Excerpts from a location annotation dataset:
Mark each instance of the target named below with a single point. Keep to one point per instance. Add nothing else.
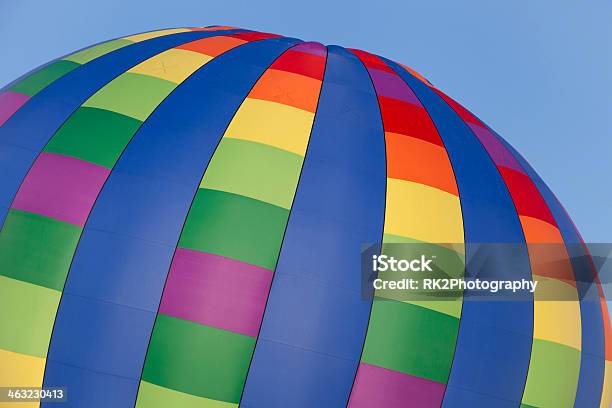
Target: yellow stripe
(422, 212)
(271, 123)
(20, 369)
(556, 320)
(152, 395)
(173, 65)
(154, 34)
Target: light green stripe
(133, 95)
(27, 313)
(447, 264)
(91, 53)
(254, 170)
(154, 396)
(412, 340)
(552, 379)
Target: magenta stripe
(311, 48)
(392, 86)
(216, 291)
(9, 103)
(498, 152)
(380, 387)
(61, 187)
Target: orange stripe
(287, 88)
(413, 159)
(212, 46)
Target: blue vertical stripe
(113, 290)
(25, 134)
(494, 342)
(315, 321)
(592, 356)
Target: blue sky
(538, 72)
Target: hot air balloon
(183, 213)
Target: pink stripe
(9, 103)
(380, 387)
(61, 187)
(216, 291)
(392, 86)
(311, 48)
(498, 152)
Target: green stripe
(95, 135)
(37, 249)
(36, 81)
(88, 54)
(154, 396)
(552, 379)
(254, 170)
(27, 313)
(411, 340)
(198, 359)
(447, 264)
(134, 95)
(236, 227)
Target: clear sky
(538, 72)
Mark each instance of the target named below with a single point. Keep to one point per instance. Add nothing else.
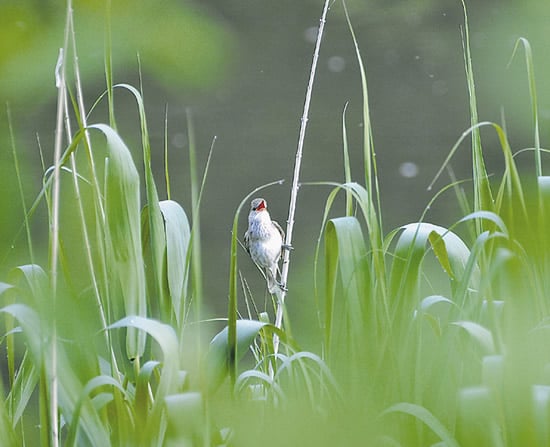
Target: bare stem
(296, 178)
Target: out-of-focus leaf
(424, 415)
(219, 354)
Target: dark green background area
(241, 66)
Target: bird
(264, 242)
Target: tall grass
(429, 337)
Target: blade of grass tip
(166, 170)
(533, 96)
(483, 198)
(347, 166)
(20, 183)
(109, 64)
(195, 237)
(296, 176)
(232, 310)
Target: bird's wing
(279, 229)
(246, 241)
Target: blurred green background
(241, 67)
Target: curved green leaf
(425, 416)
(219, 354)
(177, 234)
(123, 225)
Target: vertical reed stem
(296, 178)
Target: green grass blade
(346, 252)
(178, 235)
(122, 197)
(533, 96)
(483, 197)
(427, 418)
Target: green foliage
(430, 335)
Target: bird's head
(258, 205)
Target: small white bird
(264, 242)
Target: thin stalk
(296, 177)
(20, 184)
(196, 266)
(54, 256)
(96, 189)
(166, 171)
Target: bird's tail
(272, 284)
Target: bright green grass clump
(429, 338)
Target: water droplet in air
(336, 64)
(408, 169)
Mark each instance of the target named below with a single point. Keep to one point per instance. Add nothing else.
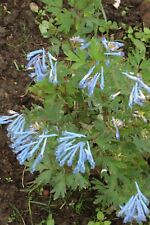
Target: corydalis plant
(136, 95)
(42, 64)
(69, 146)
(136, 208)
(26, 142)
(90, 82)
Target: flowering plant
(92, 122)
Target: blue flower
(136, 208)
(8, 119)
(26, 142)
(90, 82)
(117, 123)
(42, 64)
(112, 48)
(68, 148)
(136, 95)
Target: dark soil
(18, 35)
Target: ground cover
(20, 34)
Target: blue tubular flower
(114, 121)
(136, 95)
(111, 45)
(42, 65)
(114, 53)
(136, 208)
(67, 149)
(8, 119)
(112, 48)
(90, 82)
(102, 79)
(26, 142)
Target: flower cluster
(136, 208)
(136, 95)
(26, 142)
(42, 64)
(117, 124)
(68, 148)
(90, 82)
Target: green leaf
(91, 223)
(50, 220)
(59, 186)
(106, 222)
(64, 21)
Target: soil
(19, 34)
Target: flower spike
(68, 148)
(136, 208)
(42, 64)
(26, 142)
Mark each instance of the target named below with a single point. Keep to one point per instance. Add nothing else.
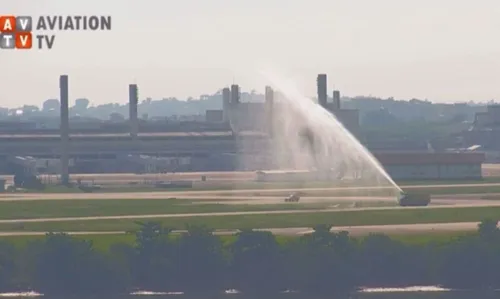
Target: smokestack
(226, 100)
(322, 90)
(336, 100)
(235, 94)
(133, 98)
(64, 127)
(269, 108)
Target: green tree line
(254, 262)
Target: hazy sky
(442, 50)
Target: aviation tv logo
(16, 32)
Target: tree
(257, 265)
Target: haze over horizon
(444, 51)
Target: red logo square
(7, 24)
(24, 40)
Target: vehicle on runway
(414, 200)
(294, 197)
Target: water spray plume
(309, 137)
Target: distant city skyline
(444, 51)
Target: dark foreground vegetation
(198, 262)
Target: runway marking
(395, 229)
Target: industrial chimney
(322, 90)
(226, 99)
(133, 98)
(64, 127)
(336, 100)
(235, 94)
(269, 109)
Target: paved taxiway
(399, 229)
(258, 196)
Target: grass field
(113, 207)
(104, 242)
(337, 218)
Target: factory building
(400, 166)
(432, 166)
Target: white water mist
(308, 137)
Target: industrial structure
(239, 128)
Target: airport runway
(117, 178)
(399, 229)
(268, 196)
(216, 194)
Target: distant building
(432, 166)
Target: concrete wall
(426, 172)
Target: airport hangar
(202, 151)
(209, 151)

Stated problem: Please format every line of the data above as a JSON list of strings, one string per line, with blank lines omitted. Leave the pictures out of your answer.

Result below:
[
  "Mark each instance of the target named below with a single point. Keep to one point per instance. Add nothing else.",
  "Target: yellow stripe",
  "(422, 212)",
  "(271, 123)",
  "(20, 369)",
  "(556, 320)",
  "(152, 395)",
  "(173, 65)",
  "(154, 34)",
  "Target: light green stripe",
  "(133, 95)",
  "(27, 313)",
  "(447, 264)",
  "(91, 53)",
  "(254, 170)",
  "(154, 396)",
  "(412, 340)",
  "(552, 379)",
  "Target: magenta stripe",
  "(311, 48)",
  "(392, 86)",
  "(216, 291)",
  "(9, 103)",
  "(498, 152)",
  "(380, 387)",
  "(61, 187)",
  "Target: orange stripe",
  "(287, 88)",
  "(413, 159)",
  "(212, 46)",
  "Target: blue vertical stripe",
  "(113, 290)",
  "(25, 134)",
  "(494, 342)",
  "(315, 321)",
  "(592, 356)",
  "Target: blue sky",
  "(538, 72)",
  "Target: hot air balloon",
  "(183, 213)",
  "Target: pink stripe",
  "(9, 103)",
  "(380, 387)",
  "(61, 187)",
  "(216, 291)",
  "(392, 86)",
  "(311, 48)",
  "(498, 152)",
  "Target: green stripe",
  "(95, 135)",
  "(37, 249)",
  "(36, 81)",
  "(88, 54)",
  "(154, 396)",
  "(552, 379)",
  "(254, 170)",
  "(27, 313)",
  "(411, 340)",
  "(198, 359)",
  "(447, 264)",
  "(134, 95)",
  "(236, 227)",
  "Target: clear sky",
  "(538, 72)",
  "Mark each instance of the target named below with a single point. Keep to one point per instance. Add nothing else.",
  "Target: bare stem",
  "(296, 178)",
  "Target: out-of-focus leaf",
  "(424, 415)",
  "(219, 354)",
  "Target: dark green background area",
  "(241, 66)",
  "Target: bird",
  "(264, 242)",
  "Target: tall grass",
  "(429, 337)",
  "Target: blade of grass tip",
  "(166, 170)",
  "(533, 96)",
  "(483, 198)",
  "(347, 166)",
  "(20, 183)",
  "(109, 64)",
  "(195, 237)",
  "(296, 176)",
  "(232, 310)",
  "Target: bird's wing",
  "(279, 229)",
  "(246, 241)",
  "Target: blurred green background",
  "(241, 67)",
  "Target: curved green leaf",
  "(425, 416)",
  "(219, 354)",
  "(177, 234)",
  "(123, 225)",
  "Target: vertical reed stem",
  "(296, 178)",
  "Target: green grass blade",
  "(346, 252)",
  "(178, 235)",
  "(122, 197)",
  "(533, 96)",
  "(483, 197)",
  "(427, 418)",
  "Target: green foliage",
  "(430, 335)",
  "Target: bird's head",
  "(258, 205)",
  "Target: small white bird",
  "(264, 242)",
  "Target: thin stalk",
  "(296, 177)",
  "(20, 184)",
  "(196, 266)",
  "(54, 256)",
  "(96, 189)",
  "(166, 171)",
  "Target: bird's tail",
  "(272, 284)",
  "Target: bright green grass clump",
  "(429, 338)",
  "Target: water droplet in air",
  "(336, 64)",
  "(408, 169)",
  "Mark each instance of the target named below with a single point. Keep to one point per instance. Add nothing else.",
  "Target: corydalis plant",
  "(136, 95)",
  "(42, 64)",
  "(69, 146)",
  "(136, 208)",
  "(26, 142)",
  "(90, 82)",
  "Target: flowering plant",
  "(92, 122)",
  "Target: blue flower",
  "(136, 208)",
  "(8, 119)",
  "(26, 142)",
  "(90, 82)",
  "(117, 123)",
  "(42, 64)",
  "(112, 48)",
  "(68, 148)",
  "(136, 95)",
  "Target: dark soil",
  "(18, 35)",
  "Target: ground cover",
  "(20, 34)",
  "Target: blue tubular flower",
  "(114, 121)",
  "(136, 95)",
  "(111, 45)",
  "(42, 65)",
  "(114, 53)",
  "(136, 208)",
  "(67, 149)",
  "(8, 119)",
  "(112, 48)",
  "(90, 82)",
  "(102, 79)",
  "(26, 142)",
  "Target: flower cluster",
  "(136, 208)",
  "(136, 95)",
  "(26, 142)",
  "(42, 64)",
  "(117, 124)",
  "(68, 148)",
  "(90, 82)",
  "Target: green leaf",
  "(91, 223)",
  "(50, 220)",
  "(59, 186)",
  "(106, 222)",
  "(64, 21)",
  "Target: soil",
  "(19, 34)",
  "Target: flower spike",
  "(68, 148)",
  "(136, 208)",
  "(42, 64)",
  "(26, 142)",
  "Mark each instance of the target named below with a single point. Keep to one point per instance. Add nothing else.",
  "Target: smokestack",
  "(226, 100)",
  "(322, 90)",
  "(336, 100)",
  "(235, 94)",
  "(133, 98)",
  "(64, 127)",
  "(269, 108)",
  "Target: green tree line",
  "(254, 262)",
  "Target: hazy sky",
  "(442, 50)",
  "Target: aviation tv logo",
  "(16, 32)",
  "Target: tree",
  "(257, 265)",
  "Target: haze over horizon",
  "(444, 51)",
  "Target: red logo square",
  "(7, 24)",
  "(24, 40)",
  "Target: vehicle on runway",
  "(414, 200)",
  "(294, 197)",
  "Target: water spray plume",
  "(309, 137)",
  "Target: distant city skyline",
  "(444, 51)",
  "Target: dark foreground vegetation",
  "(198, 262)",
  "Target: runway marking",
  "(395, 229)",
  "Target: industrial chimney",
  "(322, 90)",
  "(226, 99)",
  "(133, 98)",
  "(64, 127)",
  "(336, 100)",
  "(235, 94)",
  "(269, 109)",
  "Target: paved taxiway",
  "(399, 229)",
  "(258, 196)",
  "Target: grass field",
  "(113, 207)",
  "(104, 242)",
  "(337, 218)",
  "Target: factory building",
  "(400, 166)",
  "(432, 166)",
  "Target: white water mist",
  "(308, 137)",
  "Target: industrial structure",
  "(239, 128)",
  "Target: airport runway",
  "(117, 178)",
  "(399, 229)",
  "(268, 196)",
  "(216, 194)",
  "Target: distant building",
  "(432, 166)",
  "Target: concrete wall",
  "(426, 172)",
  "Target: airport hangar",
  "(202, 151)",
  "(209, 151)"
]